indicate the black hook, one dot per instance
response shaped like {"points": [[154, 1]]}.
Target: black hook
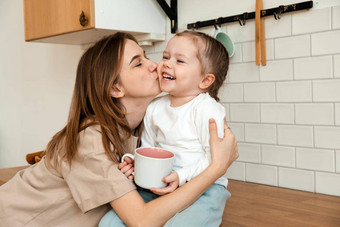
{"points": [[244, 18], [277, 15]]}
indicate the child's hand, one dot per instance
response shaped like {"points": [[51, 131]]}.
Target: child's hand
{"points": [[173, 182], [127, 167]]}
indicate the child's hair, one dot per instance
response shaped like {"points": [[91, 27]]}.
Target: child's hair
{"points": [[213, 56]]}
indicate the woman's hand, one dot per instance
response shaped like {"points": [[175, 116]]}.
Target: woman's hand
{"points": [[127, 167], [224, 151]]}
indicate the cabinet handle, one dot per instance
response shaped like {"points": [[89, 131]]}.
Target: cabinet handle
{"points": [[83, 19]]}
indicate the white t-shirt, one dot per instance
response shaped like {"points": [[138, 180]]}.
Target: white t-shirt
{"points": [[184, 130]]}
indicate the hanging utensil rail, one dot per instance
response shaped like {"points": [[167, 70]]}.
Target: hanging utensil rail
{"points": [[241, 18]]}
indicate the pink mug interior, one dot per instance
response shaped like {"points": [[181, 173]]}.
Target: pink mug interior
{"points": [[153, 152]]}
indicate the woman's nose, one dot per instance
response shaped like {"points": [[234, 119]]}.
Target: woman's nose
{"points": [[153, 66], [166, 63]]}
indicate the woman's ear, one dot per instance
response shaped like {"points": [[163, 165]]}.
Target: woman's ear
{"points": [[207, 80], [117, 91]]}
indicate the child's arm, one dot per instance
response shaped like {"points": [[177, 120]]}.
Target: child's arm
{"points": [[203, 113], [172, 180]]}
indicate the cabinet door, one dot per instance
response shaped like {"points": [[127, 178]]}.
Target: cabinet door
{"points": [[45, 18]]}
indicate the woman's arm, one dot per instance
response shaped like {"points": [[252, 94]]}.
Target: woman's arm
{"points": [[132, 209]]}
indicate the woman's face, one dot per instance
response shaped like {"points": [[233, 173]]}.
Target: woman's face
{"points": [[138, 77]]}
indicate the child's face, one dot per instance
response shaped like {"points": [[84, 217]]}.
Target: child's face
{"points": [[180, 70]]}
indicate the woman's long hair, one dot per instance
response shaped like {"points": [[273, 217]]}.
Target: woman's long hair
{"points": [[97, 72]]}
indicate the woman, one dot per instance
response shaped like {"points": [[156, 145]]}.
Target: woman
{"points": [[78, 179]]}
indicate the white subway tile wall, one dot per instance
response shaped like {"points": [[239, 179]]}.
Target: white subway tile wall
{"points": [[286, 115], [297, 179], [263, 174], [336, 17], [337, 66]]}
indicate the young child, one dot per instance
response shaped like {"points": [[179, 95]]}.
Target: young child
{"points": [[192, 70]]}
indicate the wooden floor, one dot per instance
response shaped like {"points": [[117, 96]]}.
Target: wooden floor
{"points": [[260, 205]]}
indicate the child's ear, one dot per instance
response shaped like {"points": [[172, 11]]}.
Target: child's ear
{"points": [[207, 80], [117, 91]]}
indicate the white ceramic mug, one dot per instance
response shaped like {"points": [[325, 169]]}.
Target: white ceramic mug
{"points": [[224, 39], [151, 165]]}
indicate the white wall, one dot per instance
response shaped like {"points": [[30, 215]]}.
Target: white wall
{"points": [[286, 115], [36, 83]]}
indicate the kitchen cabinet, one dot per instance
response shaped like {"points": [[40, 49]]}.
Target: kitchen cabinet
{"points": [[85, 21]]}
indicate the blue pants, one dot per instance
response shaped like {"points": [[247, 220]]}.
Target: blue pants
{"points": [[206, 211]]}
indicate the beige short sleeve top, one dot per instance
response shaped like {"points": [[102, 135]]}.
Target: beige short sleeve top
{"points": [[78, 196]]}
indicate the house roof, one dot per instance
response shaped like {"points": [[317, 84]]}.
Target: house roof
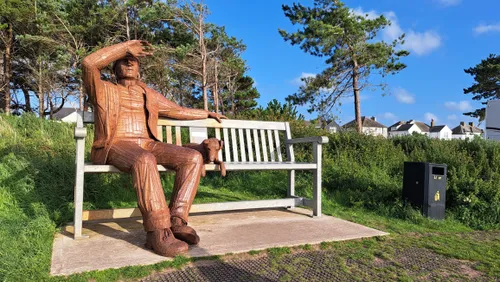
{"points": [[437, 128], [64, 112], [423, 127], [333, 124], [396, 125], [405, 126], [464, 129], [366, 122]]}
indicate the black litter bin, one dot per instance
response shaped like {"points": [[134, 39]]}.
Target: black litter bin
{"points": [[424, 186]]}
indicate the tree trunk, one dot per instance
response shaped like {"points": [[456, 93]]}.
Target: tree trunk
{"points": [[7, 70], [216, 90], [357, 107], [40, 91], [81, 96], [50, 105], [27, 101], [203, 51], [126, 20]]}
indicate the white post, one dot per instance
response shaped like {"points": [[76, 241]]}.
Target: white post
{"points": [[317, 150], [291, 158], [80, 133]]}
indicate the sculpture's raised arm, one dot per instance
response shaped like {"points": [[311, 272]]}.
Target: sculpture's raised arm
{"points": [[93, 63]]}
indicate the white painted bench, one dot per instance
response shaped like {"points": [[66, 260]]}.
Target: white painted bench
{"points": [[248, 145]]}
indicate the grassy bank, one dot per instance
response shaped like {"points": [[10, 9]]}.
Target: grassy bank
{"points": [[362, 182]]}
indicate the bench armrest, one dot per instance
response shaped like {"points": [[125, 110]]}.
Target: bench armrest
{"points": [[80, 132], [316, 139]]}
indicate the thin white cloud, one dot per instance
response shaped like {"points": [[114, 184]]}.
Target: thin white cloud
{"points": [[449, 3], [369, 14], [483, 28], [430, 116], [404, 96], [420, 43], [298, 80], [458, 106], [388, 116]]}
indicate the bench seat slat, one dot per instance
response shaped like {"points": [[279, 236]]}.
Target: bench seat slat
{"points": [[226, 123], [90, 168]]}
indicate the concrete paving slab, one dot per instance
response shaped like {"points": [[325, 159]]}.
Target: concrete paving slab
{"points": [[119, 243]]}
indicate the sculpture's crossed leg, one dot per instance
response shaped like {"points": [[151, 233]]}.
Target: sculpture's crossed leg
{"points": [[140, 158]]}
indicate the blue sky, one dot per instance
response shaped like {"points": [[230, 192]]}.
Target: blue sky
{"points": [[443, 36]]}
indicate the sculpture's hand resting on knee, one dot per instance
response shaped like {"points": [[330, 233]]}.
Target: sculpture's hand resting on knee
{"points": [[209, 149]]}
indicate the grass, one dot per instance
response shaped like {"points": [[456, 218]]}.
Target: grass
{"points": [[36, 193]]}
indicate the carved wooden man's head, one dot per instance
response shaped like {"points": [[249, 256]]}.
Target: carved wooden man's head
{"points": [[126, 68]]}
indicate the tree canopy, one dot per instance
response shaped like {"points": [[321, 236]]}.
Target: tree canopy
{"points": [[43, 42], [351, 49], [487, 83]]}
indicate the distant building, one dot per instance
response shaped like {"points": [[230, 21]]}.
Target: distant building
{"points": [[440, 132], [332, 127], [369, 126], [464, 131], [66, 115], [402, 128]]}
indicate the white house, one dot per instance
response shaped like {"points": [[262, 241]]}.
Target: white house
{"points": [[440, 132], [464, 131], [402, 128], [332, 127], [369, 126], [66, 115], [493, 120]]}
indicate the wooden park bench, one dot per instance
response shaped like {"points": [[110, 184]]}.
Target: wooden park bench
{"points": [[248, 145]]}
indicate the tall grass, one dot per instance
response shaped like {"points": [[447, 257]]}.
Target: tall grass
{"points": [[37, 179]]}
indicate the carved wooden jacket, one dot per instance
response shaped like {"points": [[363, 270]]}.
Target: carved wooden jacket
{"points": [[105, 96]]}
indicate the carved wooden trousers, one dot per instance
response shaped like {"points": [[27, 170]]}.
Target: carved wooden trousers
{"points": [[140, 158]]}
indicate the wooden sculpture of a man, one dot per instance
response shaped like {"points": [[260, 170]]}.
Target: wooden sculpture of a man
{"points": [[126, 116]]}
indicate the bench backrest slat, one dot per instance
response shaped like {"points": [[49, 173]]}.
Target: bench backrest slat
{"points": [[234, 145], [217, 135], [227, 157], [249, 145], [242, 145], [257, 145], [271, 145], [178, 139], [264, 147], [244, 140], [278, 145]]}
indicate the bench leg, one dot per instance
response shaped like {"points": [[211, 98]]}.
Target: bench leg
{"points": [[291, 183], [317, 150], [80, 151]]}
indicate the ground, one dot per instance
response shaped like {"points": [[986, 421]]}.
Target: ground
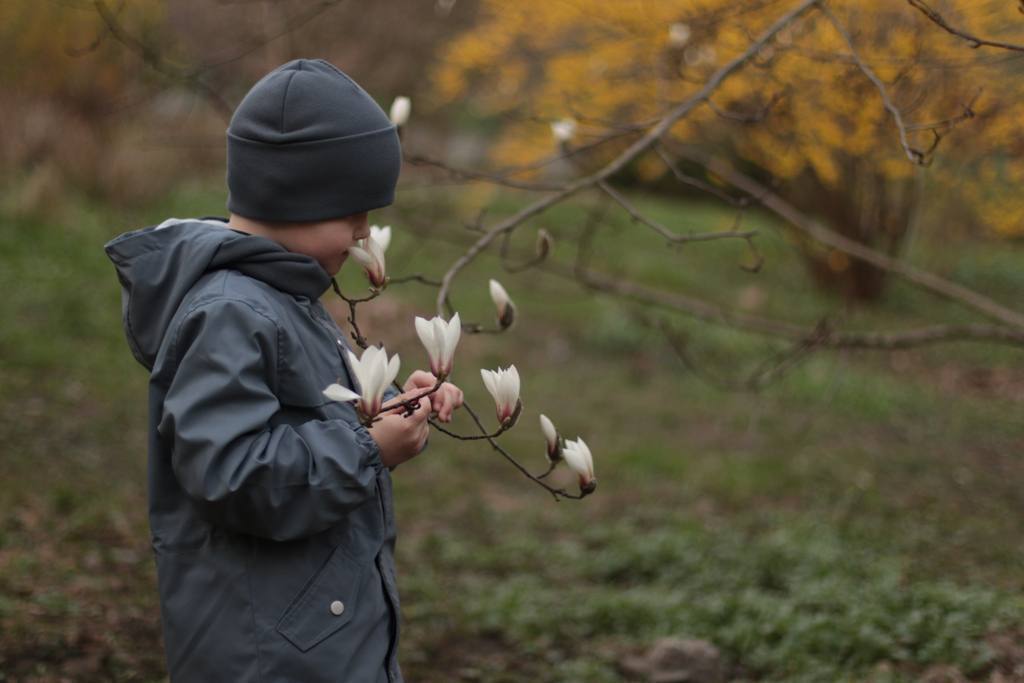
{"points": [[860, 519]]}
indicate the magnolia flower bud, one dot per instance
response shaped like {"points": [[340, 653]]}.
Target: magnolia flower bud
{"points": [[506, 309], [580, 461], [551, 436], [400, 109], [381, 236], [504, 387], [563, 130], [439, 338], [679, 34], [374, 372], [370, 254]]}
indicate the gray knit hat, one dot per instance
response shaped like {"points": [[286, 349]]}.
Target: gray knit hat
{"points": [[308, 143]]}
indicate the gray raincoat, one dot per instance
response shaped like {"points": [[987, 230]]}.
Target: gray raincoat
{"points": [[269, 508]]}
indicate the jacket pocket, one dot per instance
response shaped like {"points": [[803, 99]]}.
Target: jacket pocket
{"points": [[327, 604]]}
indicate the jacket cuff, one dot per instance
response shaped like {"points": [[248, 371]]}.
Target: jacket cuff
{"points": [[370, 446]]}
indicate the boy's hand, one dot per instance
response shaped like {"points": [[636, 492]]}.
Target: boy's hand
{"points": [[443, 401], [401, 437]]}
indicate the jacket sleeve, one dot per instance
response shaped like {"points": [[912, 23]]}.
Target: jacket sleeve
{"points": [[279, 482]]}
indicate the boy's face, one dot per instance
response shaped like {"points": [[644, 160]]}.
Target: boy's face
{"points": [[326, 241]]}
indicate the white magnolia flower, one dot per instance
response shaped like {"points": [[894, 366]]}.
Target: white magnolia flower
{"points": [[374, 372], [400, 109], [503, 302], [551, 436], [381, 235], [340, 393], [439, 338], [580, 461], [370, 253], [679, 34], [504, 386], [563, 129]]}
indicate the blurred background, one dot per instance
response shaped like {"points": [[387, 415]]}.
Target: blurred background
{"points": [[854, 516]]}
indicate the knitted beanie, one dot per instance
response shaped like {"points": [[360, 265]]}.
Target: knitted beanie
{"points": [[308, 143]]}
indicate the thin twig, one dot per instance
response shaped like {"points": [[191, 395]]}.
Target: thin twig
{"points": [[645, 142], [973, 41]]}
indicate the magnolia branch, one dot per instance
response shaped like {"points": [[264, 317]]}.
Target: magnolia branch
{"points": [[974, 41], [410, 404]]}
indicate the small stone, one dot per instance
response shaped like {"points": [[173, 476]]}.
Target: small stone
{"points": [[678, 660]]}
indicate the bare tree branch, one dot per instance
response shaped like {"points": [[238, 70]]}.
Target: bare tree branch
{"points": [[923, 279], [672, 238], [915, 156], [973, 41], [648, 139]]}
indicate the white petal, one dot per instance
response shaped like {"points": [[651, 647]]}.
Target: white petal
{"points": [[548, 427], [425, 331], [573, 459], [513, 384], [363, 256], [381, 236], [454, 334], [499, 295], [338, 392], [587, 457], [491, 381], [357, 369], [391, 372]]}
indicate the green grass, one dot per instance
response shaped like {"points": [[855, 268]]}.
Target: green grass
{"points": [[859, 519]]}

__________________________________________________

What you need to do: Precisely the lines between those holding "Target: bench seat slat" and "indicate the sculpture's hand", inclusive, are to be reproduced from the listing above, with nothing added.

Written answer:
Target: bench seat slat
{"points": [[226, 123], [90, 168]]}
indicate the concrete paving slab, one dot per instance
response shaped like {"points": [[325, 159]]}.
Target: concrete paving slab
{"points": [[119, 243]]}
indicate the sculpture's crossed leg, one dot per instance
response shaped like {"points": [[151, 233]]}.
Target: sculpture's crossed leg
{"points": [[140, 158]]}
indicate the blue sky, one dot per instance
response shaped like {"points": [[230, 192]]}.
Target: blue sky
{"points": [[443, 36]]}
indicate the sculpture's hand resting on knee, one dot per instance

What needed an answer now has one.